== EXTRAIT FOURNI ==

9 septembre. Neuvième jour, neuvième mois : une date symbolique pour parler du syndrome d'alcoolisation fœtale. A Grenoble, l'Equipe de Liaison et de Soins en Addictologie Périnatale intervient dans les maternités pour sensibiliser aux troubles liés à l'alcool, qui touchent un bébé sur cent.
"Tu peux bien boire un verre". Cette phrase, les femmes enceintes l'entendront au moins une fois pendant leur grossesse. Et elles sont nombreuses à se dire "qu'un verre, ce n'est pas grave".
"L'une de mes patientes a déclaré ne pas consommer d'alcool, mais en continuant de la questionner, elle m'a dit qu'elle avait bu une bière. D'autres disent ne pas consommer d'alcool, mais boire du cidre. Le cidre, c'est de l'alcool !", explique le Dr Roselyne Martel de l'Equipe de Liaison et de Soins en Addictologie Périnatale, une structure du Centre Hospitalier Alpes Isere de Grenoble.
Une femme sur trois
"30% des femmes disent avoir consommé au moins une fois de l'alcool pendant la grossesse", indique Isabelle Defaye, sage-femme au sein du dispositif. "Il y a un gros travail de sensibilisation et d'information à faire", poursuit cette professionnelle de santé "pour lutter contre cette pression et ces représentations sociales". D'où l'importance de sensibiliser aussi l'entourage des femmes enceintes pour les aider à ne pas boire pendant les neuf mois de leur grossesse.
Susciter la discussion et briser les tabous
Dans les maternités de l'agglomération grenobloise, l'équipe intervient pour susciter la discussion, briser les tabous et aider celles qui seraient dans la dépendance. Deux sage-femmes, deux médecins, deux infirmières dont la mission est aussi de former les professionnels.

===
== EXTRAITS DE DONNÉES ==

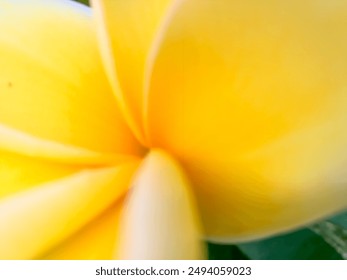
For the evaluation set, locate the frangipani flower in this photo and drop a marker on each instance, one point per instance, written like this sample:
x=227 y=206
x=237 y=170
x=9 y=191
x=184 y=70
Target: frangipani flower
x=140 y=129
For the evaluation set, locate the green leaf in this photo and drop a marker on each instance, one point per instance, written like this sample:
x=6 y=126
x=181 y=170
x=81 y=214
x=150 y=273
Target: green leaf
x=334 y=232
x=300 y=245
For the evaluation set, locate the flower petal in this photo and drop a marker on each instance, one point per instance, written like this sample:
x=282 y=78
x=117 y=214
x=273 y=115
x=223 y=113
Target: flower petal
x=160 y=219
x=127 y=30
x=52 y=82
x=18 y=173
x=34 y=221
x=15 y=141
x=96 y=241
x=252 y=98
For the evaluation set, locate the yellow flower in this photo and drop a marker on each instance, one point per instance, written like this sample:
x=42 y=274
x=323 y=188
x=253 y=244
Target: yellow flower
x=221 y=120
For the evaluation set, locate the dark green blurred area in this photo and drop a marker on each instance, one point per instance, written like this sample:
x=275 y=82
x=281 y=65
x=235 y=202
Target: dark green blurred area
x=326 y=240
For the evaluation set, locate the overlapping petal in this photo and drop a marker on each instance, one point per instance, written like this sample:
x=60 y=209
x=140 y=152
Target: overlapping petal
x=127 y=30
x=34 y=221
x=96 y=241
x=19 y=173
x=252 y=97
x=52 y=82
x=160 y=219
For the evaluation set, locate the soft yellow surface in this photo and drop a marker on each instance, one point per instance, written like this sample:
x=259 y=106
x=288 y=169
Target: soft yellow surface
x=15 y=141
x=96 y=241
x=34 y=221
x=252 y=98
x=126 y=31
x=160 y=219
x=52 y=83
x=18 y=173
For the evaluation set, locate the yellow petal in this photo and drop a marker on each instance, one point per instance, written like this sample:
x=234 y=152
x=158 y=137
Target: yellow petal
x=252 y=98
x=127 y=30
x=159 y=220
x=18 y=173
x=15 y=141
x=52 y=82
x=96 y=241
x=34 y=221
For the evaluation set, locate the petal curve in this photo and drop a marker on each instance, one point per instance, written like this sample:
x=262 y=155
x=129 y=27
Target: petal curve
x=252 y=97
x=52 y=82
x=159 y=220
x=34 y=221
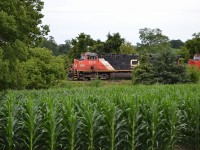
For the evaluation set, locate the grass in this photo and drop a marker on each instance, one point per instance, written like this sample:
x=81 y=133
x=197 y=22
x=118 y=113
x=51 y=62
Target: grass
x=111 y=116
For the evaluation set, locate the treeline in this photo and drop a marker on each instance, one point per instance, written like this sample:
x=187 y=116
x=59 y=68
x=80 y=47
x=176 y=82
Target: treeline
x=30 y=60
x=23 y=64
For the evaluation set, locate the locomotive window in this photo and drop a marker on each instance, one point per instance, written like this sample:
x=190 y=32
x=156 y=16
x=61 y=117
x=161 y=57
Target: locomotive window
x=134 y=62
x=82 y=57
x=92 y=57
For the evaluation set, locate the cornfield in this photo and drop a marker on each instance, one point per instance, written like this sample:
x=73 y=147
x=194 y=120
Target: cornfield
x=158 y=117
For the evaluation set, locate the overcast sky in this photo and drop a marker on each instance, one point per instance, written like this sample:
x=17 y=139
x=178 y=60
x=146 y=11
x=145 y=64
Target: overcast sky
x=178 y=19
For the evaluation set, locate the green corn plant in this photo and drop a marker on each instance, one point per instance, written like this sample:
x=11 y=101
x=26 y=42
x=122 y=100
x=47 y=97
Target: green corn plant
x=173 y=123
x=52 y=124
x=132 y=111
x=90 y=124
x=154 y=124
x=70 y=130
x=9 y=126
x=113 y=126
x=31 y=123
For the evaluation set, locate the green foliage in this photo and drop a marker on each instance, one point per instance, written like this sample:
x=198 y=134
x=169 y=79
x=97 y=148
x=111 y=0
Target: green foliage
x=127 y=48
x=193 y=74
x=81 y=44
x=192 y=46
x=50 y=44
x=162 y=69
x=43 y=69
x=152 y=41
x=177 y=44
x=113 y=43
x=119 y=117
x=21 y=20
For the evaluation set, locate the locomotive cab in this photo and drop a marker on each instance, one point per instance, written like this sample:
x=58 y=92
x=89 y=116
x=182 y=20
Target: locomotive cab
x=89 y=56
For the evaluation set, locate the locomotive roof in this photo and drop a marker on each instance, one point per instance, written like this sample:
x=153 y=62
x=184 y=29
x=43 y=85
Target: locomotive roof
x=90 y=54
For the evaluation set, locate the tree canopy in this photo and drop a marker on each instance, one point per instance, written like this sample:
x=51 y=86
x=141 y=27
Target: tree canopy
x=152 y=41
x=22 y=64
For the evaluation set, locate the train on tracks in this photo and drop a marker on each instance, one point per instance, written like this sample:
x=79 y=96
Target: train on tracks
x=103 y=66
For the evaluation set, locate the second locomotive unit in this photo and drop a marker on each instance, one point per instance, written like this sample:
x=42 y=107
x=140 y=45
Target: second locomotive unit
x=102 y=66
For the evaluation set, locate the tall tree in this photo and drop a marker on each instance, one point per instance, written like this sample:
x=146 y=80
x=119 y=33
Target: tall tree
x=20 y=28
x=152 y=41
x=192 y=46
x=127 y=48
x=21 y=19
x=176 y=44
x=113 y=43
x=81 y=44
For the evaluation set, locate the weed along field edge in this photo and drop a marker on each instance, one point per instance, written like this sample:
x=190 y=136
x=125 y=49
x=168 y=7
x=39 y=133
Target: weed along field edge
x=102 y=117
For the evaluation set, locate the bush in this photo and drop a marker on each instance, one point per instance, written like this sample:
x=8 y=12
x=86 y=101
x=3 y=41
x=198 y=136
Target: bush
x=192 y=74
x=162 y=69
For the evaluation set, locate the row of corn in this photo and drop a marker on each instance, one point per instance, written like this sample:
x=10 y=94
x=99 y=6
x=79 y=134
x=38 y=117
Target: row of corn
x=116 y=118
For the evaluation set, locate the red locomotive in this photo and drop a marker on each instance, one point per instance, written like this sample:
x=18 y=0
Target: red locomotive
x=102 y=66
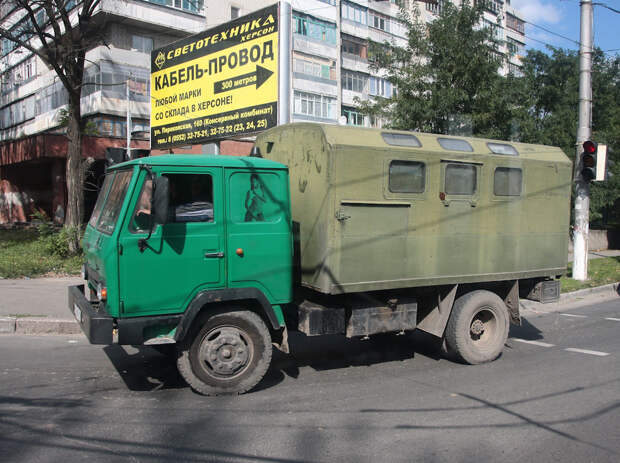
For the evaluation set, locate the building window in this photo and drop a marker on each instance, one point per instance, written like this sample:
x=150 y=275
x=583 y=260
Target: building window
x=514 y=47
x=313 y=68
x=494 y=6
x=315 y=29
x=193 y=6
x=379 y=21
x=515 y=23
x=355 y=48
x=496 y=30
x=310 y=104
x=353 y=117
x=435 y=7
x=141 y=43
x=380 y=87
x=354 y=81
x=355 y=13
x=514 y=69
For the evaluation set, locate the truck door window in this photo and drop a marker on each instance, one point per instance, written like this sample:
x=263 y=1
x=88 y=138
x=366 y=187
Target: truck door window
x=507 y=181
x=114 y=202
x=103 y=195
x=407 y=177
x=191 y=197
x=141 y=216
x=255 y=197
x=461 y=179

===

**CONSIGNES DE L'EXERCICE:**
- a) D'après l'article sur l'alcool pendant la grossesse, combien de bébés sont touchés par les troubles liés à l'alcool ?
- b) Recopiez le passage de l'article sur l'alcool pendant la grossesse qui commence par « 9 septembre. Neuvième » et se termine par « bébé sur cent. ».
- c) Traduisez en anglais cette phrase de l'article sur l'alcool pendant la grossesse : « Dans les maternités de l'agglomération grenobloise, l'équipe intervient pour susciter la discussion, briser les tabous et aider celles qui seraient dans la dépendance. »

**RÉSULTATS PAR CONSIGNE:**
- a) Un bébé sur cent.

- b)
9 septembre. Neuvième jour, neuvième mois : une date symbolique pour parler du syndrome d'alcoolisation fœtale. A Grenoble, l'Equipe de Liaison et de Soins en Addictologie Périnatale intervient dans les maternités pour sensibiliser aux troubles liés à l'alcool, qui touchent un bébé sur cent.

- c) In the maternity wards of the Grenoble metropolitan area, the team steps in to spark discussion, break taboos and help those who may be dependent.